● **EXERCISE**: Rewrite the lines below, replacing every occurrence of "every instance" with "all instances" and leaving everything else unchanged. Omit the pictures from your version.

● **RECORDS FOR THIS TASK**:
-- BEGIN --

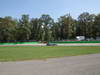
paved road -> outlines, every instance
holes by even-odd
[[[0,62],[0,75],[100,75],[100,54]]]

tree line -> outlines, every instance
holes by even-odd
[[[77,19],[67,14],[56,22],[48,14],[31,19],[26,14],[20,19],[0,17],[0,42],[55,41],[76,36],[94,39],[100,36],[100,14],[83,12]]]

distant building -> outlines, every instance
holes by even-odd
[[[96,40],[100,41],[100,37],[96,37]]]
[[[85,40],[85,36],[76,36],[76,39],[79,41]]]

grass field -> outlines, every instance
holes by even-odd
[[[0,61],[22,61],[100,53],[97,47],[0,47]]]

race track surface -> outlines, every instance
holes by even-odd
[[[100,54],[0,62],[0,75],[100,75]]]

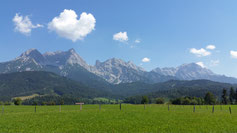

-- END --

● **RESULT OF THIS TASK**:
paved road -> outlines, all instances
holes by even-odd
[[[0,62],[0,75],[100,75],[100,54]]]

tree line -> outlines, all instances
holes by even-odd
[[[77,19],[67,14],[56,22],[48,14],[31,19],[26,14],[20,19],[0,17],[0,42],[55,41],[76,36],[94,39],[100,36],[100,14],[83,12]]]

distant building -> outlines, all instances
holes by even-odd
[[[96,40],[100,41],[100,37],[96,37]]]
[[[85,40],[85,36],[76,36],[76,39],[79,41]]]

grass field -> outlines, all instances
holes by even-odd
[[[0,61],[22,61],[100,53],[97,47],[0,47]]]

race track surface -> outlines, all instances
holes by even-odd
[[[100,54],[0,62],[0,75],[100,75]]]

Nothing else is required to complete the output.